What you produce should be every line from the data that includes "rock".

Referring expression pointing data:

++++++

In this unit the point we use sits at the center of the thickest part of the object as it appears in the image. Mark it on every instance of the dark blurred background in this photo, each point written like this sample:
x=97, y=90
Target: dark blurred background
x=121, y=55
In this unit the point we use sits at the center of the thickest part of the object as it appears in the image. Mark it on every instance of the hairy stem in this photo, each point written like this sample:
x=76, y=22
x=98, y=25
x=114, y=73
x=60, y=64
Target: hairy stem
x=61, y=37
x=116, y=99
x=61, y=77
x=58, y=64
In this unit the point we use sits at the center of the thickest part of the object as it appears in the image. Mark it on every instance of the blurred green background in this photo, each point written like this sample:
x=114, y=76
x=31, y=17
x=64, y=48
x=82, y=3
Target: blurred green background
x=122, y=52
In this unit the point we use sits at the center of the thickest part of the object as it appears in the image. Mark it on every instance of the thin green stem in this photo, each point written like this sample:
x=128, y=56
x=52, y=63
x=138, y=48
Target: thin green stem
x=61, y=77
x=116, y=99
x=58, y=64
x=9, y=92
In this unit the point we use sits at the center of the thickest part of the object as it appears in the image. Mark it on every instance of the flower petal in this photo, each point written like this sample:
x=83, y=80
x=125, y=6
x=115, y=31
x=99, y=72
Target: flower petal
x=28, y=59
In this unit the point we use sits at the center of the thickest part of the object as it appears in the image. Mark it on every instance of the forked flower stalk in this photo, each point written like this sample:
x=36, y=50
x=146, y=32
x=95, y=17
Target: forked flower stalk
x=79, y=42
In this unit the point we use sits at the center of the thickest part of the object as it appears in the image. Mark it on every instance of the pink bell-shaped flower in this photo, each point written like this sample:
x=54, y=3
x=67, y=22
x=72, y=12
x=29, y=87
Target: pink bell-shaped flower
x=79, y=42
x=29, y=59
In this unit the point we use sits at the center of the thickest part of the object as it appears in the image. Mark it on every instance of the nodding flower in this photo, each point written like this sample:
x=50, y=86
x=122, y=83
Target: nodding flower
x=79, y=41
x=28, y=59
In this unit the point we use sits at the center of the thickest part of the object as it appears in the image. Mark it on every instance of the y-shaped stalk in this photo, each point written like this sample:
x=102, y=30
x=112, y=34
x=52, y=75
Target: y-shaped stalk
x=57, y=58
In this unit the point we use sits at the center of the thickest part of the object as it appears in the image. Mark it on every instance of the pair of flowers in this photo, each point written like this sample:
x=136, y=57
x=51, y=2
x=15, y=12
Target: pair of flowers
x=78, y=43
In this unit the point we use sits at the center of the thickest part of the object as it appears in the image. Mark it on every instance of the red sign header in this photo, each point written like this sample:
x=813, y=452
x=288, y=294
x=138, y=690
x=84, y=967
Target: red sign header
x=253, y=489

++++++

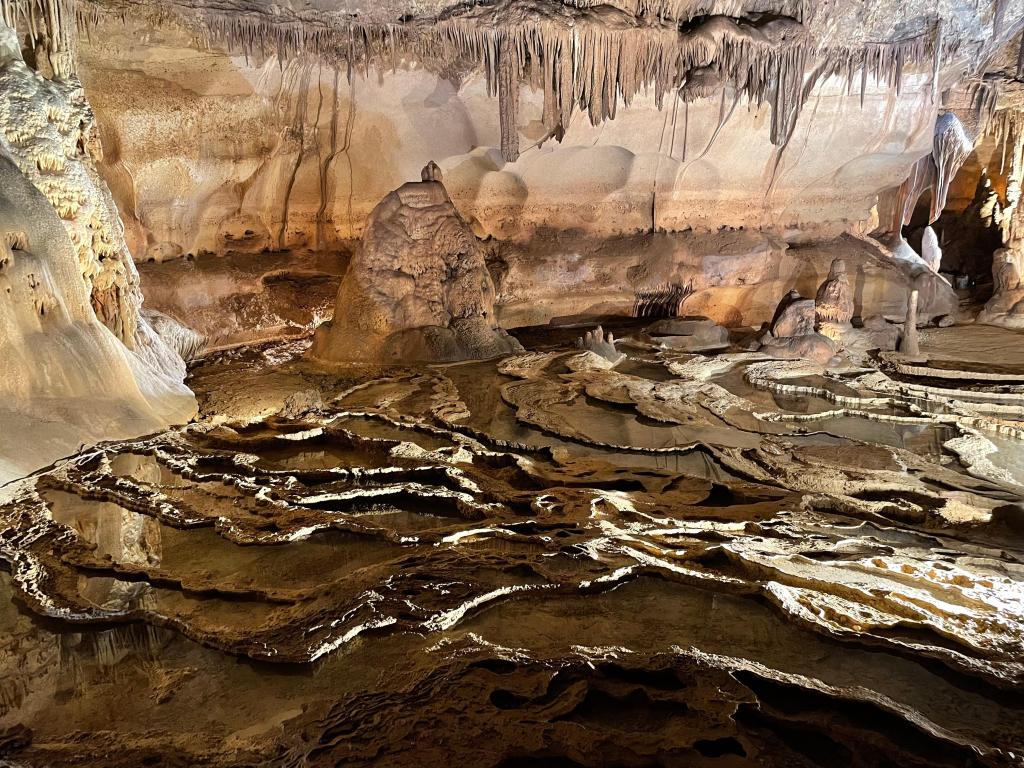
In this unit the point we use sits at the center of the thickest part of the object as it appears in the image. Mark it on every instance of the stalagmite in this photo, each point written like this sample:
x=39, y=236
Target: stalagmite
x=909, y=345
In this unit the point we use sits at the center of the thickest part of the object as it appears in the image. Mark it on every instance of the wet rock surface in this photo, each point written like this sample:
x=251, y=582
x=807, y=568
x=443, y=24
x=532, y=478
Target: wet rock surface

++++++

Reply to the task =
In this unit the point we use sits at the center of the thickest part of the object as it appears in the image. Mark it on every instance of the wet rock surface in this photo, each point written like this sample:
Target: wet rock surface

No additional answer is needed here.